* Belge bölümü:
• • • • • • •
Komşularla sıfır problem adı altında içinden çıkılmaz karmaşık düşmanlıklar üretmiş, Suriye’ye adı konmamış savaş ilan etmiştir. Tüm bu politikalar ele geçirilen medya sayesinde kalkınma olarak halka yutturulmuştur ve halk uyutulmuştur.

Her seçim ve referandum öncesi ülke büyük tutuklamalar ve baskı ile korku cehennemine çevrilmiştir. Ergenekon, Balyoz, Casusluk gibi davalarla ordudan Cumhuriyet yandaşları temizlenmiş, zamanın Başbakanı davaya savcılık yapmıştır. 17/25 Aralık 2013 de Cumhuriyet tarihinin ortaya çıkarılan en büyük yolsuzluğu sonucu, polis avına çıkılmış dev bir FETÖ örgütünün varlığı kabul edilmek zorunda kalınmıştır. Aslında bu örgüt AKP ve Erdoğan’ı iktidara taşıyan güçtü ve ne oldukları yıllarca yazılıp çiziliyordu.
• • • • • • •
Konum belirleme kayıtları:
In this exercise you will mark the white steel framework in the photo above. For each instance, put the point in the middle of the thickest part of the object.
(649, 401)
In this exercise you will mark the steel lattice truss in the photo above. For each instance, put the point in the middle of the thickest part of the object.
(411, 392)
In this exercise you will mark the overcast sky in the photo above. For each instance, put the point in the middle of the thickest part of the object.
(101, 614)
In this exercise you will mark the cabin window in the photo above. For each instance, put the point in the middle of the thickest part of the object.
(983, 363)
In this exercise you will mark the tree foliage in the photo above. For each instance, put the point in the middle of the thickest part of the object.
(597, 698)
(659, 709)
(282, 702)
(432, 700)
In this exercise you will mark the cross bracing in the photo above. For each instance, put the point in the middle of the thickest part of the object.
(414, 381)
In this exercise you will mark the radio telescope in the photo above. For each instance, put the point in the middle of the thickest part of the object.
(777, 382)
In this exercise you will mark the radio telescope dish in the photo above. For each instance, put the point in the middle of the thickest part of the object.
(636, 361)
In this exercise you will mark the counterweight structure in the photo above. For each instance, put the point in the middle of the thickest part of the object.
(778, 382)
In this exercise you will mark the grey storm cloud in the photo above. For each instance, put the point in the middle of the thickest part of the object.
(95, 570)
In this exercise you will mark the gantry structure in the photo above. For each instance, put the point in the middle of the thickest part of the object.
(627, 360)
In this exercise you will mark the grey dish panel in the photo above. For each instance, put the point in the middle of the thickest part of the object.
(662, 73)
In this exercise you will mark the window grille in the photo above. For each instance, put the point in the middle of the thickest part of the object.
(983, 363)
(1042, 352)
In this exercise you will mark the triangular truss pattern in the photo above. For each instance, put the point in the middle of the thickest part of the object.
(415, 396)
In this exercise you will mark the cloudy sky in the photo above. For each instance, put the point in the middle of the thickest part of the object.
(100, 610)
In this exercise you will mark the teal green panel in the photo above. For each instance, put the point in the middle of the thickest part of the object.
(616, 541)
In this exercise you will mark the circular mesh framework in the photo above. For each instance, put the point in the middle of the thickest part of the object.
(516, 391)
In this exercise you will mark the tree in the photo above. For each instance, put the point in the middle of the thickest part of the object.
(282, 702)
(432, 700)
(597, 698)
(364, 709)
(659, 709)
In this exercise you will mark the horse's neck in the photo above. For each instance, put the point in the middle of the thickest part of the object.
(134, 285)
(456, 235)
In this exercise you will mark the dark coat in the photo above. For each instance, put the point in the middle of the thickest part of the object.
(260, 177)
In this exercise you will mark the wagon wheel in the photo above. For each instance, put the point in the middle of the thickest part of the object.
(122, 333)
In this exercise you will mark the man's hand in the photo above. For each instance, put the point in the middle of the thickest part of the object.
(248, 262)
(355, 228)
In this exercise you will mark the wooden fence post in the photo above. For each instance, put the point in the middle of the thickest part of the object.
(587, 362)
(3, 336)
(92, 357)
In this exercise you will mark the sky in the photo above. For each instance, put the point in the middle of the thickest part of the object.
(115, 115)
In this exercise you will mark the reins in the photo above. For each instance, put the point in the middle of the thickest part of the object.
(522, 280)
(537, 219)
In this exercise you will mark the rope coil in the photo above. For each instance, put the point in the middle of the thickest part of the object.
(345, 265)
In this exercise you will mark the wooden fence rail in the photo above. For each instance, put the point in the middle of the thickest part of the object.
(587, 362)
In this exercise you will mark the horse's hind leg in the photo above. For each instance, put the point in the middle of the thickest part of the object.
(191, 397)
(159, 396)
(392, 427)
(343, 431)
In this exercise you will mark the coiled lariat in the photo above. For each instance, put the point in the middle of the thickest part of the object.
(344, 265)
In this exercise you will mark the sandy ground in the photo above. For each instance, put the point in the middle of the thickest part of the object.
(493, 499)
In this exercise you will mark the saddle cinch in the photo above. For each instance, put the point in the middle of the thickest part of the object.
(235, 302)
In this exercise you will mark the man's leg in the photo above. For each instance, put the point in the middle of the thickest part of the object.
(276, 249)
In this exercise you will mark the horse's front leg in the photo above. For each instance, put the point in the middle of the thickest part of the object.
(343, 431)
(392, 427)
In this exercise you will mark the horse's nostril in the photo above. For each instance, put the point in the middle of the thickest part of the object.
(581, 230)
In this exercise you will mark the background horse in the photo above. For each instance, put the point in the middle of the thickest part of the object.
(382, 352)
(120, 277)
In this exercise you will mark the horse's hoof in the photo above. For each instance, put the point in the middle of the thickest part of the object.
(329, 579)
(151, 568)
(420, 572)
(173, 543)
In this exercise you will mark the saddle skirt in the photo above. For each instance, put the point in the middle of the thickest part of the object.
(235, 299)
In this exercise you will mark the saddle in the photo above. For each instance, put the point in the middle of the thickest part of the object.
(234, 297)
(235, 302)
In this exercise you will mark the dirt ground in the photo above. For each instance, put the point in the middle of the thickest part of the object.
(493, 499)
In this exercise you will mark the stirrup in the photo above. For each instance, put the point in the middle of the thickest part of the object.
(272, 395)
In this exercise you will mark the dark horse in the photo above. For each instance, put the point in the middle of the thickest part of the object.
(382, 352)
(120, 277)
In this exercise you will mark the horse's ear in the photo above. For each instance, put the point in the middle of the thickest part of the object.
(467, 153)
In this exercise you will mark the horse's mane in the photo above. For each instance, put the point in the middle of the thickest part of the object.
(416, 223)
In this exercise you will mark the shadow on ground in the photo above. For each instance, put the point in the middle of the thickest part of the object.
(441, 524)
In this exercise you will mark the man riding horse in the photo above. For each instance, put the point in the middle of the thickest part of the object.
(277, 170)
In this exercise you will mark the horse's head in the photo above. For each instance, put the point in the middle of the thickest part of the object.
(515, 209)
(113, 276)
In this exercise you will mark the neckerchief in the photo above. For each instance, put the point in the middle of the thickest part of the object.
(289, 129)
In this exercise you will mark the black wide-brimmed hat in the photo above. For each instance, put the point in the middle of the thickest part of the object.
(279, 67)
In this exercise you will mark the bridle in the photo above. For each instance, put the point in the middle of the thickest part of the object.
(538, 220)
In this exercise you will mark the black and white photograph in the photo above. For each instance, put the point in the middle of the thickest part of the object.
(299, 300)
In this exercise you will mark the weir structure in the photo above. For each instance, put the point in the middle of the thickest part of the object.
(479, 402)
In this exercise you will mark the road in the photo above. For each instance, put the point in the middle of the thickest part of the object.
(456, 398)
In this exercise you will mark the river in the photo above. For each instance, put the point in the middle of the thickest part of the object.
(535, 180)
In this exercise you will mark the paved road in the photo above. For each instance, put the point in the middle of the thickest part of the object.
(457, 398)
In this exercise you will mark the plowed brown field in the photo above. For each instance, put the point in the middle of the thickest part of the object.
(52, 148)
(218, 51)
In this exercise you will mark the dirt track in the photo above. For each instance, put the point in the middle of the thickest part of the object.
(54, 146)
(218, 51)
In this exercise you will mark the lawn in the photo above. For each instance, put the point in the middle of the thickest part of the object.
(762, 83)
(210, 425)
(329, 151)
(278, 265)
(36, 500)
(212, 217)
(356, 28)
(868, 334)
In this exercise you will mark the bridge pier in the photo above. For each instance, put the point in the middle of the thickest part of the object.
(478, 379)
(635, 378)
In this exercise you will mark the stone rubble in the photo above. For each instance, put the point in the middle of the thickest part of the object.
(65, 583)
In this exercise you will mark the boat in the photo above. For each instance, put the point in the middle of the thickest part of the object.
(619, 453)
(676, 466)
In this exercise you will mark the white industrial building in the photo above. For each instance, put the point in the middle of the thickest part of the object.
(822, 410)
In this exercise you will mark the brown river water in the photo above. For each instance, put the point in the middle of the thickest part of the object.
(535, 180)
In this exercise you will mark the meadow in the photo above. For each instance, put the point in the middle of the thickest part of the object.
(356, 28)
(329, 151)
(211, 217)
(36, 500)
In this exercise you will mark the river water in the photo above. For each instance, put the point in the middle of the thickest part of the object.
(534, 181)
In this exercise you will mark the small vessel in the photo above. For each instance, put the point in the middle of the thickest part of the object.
• • • • • • •
* Görev tanımı: Belge bölümünde "Komşularla sıfır problem" ile başlayıp "yıllarca yazılıp çiziliyordu." ile biten kısmı tek harfini değiştirmeden yinele.

* Görev çıktısı:
Komşularla sıfır problem adı altında içinden çıkılmaz karmaşık düşmanlıklar üretmiş, Suriye’ye adı konmamış savaş ilan etmiştir. Tüm bu politikalar ele geçirilen medya sayesinde kalkınma olarak halka yutturulmuştur ve halk uyutulmuştur.

Her seçim ve referandum öncesi ülke büyük tutuklamalar ve baskı ile korku cehennemine çevrilmiştir. Ergenekon, Balyoz, Casusluk gibi davalarla ordudan Cumhuriyet yandaşları temizlenmiş, zamanın Başbakanı davaya savcılık yapmıştır. 17/25 Aralık 2013 de Cumhuriyet tarihinin ortaya çıkarılan en büyük yolsuzluğu sonucu, polis avına çıkılmış dev bir FETÖ örgütünün varlığı kabul edilmek zorunda kalınmıştır. Aslında bu örgüt AKP ve Erdoğan’ı iktidara taşıyan güçtü ve ne oldukları yıllarca yazılıp çiziliyordu.